Exercise prompt ->
Locate the line that contains "the dark spot". Copy it and every following line through the end of the records, exactly, and include nothing else.

<<<<

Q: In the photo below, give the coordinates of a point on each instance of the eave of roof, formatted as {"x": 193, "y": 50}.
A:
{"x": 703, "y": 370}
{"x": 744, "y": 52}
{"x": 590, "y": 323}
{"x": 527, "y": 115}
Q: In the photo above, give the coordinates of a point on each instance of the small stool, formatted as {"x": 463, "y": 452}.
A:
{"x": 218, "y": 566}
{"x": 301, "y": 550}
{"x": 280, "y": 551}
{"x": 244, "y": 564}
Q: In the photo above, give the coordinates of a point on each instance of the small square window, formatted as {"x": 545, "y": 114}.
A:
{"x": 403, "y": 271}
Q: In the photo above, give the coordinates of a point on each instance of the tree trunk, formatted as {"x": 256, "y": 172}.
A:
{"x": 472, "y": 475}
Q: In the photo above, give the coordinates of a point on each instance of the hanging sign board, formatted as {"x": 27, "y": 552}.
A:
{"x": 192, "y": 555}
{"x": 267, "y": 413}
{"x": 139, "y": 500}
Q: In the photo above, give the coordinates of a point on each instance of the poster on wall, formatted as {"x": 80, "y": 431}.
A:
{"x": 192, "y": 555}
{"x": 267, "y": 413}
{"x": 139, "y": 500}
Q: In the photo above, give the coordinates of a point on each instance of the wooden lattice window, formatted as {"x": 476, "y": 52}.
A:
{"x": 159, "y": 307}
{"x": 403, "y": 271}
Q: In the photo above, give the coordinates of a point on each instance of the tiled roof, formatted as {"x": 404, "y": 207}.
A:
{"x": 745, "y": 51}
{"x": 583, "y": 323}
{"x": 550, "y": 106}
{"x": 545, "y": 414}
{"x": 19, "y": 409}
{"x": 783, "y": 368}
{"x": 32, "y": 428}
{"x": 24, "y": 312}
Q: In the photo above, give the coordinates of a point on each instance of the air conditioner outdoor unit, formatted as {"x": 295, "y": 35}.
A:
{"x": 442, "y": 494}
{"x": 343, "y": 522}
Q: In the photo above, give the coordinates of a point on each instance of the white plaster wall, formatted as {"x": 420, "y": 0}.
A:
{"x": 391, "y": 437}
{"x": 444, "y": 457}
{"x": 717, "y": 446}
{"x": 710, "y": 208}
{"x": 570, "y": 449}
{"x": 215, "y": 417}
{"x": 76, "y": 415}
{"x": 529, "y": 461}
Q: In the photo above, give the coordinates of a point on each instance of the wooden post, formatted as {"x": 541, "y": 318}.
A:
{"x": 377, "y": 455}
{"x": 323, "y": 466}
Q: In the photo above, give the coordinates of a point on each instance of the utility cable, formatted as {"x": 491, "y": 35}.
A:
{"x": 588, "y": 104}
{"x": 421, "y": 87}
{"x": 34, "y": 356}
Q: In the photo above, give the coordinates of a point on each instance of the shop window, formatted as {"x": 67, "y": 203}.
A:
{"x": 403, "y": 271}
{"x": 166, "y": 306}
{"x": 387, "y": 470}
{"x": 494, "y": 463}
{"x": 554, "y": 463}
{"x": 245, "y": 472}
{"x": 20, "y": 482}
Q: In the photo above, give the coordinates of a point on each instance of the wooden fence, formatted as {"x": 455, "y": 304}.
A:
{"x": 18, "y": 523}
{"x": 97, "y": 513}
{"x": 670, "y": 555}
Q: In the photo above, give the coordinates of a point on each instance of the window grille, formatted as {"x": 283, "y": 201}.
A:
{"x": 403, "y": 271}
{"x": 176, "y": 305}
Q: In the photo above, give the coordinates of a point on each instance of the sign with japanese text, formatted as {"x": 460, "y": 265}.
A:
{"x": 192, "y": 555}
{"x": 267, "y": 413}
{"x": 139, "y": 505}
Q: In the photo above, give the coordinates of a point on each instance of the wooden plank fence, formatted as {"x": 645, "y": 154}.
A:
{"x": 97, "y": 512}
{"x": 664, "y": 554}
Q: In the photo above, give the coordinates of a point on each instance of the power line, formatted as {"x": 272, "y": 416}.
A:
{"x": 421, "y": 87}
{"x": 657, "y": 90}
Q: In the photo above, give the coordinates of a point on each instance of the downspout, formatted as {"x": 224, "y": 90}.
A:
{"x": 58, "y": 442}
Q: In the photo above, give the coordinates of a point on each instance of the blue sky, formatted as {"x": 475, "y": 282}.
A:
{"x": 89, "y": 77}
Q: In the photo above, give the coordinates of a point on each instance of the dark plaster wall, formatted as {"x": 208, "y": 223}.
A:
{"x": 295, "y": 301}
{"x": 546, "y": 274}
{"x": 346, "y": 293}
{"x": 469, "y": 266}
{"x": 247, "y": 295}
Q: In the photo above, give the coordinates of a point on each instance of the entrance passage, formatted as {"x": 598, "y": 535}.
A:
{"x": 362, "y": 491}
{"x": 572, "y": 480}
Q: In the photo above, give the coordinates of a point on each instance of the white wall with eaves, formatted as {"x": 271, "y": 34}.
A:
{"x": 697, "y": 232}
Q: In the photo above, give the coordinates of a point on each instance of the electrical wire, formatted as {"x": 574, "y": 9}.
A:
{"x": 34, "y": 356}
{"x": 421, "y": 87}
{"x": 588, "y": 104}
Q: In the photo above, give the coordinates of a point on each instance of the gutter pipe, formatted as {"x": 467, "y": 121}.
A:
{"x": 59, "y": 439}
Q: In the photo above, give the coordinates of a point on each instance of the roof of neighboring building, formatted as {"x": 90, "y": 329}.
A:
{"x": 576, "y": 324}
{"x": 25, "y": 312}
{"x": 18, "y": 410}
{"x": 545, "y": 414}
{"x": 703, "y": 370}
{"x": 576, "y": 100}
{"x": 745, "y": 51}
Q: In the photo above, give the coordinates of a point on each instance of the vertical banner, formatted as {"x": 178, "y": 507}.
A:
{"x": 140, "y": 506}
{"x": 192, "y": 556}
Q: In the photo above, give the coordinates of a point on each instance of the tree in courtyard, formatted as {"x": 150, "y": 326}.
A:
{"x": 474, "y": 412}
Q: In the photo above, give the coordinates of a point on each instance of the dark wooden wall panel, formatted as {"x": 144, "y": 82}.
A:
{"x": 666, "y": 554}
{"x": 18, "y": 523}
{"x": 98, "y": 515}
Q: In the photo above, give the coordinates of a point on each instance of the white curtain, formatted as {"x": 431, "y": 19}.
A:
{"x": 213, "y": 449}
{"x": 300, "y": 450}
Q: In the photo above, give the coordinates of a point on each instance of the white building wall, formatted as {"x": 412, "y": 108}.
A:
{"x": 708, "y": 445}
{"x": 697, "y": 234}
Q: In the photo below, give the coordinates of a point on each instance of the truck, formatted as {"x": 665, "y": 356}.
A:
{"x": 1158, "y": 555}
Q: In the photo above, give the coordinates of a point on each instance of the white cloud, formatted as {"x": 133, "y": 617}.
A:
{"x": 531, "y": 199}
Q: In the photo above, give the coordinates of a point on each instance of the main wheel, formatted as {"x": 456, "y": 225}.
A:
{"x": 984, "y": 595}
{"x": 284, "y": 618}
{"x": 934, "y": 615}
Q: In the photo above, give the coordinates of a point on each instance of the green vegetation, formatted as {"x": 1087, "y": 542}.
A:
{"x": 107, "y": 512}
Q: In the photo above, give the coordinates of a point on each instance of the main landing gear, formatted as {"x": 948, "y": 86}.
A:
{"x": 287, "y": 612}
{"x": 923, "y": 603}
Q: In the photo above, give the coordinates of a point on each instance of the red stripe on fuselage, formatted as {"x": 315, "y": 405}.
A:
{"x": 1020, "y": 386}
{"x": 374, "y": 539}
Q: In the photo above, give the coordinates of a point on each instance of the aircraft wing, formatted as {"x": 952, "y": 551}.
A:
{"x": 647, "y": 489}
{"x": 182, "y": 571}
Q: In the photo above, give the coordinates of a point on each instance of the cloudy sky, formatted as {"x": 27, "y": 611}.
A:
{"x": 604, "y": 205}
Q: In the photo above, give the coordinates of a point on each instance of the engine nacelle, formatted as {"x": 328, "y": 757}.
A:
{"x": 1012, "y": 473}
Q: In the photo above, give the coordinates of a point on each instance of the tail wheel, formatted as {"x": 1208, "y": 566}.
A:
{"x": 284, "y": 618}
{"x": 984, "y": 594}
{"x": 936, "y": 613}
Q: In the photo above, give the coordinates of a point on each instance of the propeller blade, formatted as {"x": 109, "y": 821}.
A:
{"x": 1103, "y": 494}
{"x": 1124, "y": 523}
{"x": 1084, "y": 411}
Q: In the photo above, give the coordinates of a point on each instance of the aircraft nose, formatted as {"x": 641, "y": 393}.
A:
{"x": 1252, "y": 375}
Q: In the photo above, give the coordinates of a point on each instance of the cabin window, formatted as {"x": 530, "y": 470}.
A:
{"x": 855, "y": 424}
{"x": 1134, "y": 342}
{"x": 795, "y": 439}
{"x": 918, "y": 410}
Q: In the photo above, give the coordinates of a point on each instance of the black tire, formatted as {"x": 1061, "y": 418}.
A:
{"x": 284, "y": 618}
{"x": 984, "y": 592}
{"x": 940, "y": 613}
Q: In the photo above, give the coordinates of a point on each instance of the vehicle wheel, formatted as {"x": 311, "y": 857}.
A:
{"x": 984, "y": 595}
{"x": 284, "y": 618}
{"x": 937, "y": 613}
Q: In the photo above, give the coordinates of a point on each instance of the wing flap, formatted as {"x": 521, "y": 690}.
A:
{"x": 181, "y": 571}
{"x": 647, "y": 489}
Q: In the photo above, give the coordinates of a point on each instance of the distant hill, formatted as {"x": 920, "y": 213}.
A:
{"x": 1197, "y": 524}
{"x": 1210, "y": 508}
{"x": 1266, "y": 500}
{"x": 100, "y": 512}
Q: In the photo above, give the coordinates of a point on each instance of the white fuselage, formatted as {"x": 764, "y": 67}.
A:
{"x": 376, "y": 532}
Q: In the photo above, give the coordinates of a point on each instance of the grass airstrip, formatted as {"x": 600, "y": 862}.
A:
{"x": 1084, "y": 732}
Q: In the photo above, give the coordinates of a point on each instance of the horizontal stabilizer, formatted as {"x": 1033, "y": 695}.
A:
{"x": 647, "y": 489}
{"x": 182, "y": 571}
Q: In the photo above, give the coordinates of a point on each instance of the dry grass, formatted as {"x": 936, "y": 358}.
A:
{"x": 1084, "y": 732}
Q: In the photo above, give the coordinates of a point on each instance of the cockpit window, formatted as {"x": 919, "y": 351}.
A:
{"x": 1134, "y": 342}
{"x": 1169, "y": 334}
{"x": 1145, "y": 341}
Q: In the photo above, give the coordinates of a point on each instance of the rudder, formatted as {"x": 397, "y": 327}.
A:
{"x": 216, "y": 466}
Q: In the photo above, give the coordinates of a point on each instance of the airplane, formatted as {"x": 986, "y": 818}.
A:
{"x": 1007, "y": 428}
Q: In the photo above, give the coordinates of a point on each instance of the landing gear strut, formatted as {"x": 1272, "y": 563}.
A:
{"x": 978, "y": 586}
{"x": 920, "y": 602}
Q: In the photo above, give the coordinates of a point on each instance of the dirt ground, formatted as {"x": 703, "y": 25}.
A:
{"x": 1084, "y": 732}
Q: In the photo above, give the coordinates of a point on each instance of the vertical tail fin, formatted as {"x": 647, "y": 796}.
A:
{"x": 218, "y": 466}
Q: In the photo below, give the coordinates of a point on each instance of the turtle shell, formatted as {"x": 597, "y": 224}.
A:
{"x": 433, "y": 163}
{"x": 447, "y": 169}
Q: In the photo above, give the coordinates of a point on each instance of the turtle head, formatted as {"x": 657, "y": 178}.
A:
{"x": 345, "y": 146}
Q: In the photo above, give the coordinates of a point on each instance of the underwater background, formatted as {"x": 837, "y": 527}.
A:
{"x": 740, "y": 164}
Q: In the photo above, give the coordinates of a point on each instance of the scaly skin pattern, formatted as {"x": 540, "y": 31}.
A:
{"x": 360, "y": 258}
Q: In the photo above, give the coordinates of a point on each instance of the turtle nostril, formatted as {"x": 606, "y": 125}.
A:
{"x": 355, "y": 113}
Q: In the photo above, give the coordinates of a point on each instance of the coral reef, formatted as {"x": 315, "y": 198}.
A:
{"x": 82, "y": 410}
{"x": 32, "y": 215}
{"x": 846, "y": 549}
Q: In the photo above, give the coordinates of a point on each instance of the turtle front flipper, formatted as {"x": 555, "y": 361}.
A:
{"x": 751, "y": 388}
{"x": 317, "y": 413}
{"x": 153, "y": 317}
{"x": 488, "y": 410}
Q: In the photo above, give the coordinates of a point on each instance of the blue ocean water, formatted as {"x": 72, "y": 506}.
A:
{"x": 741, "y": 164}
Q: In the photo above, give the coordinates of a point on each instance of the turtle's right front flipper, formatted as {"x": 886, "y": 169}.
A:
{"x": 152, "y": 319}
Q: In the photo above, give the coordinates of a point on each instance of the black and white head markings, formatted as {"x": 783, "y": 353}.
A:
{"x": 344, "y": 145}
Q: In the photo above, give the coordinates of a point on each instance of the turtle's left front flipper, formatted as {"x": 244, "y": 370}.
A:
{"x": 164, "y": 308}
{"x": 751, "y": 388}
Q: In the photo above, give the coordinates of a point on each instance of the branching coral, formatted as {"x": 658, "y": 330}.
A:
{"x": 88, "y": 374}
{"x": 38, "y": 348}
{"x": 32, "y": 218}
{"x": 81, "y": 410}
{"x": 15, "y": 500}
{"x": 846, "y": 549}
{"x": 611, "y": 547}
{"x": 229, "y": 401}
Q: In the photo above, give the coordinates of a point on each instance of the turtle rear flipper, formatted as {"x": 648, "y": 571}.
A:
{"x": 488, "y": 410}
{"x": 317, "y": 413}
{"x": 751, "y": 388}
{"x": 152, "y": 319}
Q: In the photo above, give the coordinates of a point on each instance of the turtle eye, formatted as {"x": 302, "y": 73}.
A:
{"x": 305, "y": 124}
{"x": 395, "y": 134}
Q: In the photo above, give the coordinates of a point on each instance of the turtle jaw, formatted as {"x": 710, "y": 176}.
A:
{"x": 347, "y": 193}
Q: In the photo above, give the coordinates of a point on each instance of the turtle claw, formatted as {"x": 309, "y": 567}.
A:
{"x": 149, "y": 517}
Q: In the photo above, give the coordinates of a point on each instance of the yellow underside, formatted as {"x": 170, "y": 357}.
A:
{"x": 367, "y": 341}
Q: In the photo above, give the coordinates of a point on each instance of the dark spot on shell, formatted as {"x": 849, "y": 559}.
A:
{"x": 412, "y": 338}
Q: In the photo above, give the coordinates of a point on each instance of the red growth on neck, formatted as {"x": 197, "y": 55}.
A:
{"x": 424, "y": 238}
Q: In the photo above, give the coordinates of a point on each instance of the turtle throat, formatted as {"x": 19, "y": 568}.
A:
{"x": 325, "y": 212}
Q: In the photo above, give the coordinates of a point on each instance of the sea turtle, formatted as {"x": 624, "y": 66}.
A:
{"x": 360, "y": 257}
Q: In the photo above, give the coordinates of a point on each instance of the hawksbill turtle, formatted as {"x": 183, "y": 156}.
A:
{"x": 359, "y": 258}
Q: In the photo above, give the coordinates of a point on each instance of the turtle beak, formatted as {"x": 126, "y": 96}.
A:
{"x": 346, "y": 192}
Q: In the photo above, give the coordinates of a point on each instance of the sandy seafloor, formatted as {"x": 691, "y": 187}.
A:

>>>>

Response ->
Q: In the photo above, give the coordinates of a point on each instance of the dark spot on shell, formatted as {"x": 849, "y": 559}.
A:
{"x": 412, "y": 338}
Q: In the photo above, give the coordinates of a point on each instance of the red growth on neck, formatted as {"x": 197, "y": 55}.
A:
{"x": 424, "y": 238}
Q: In the photo above, give the coordinates of a point on each instance of the turtle throat, formatted as {"x": 19, "y": 568}.
A:
{"x": 325, "y": 212}
Q: In the photo above, give the coordinates of a point on each instance of the sea turtle, formatted as {"x": 624, "y": 66}.
A:
{"x": 360, "y": 257}
Q: In the photo above, give the coordinates of a point on each instance of the hawksbill turtle, formatted as {"x": 183, "y": 156}.
A:
{"x": 359, "y": 258}
Q: In the photo above, give the coordinates of a point on each instance of the turtle beak, formatted as {"x": 126, "y": 96}.
A:
{"x": 346, "y": 192}
Q: In the photo above, give the coordinates of a point on each instance of the sandy seafloor, formatted as {"x": 691, "y": 187}.
A:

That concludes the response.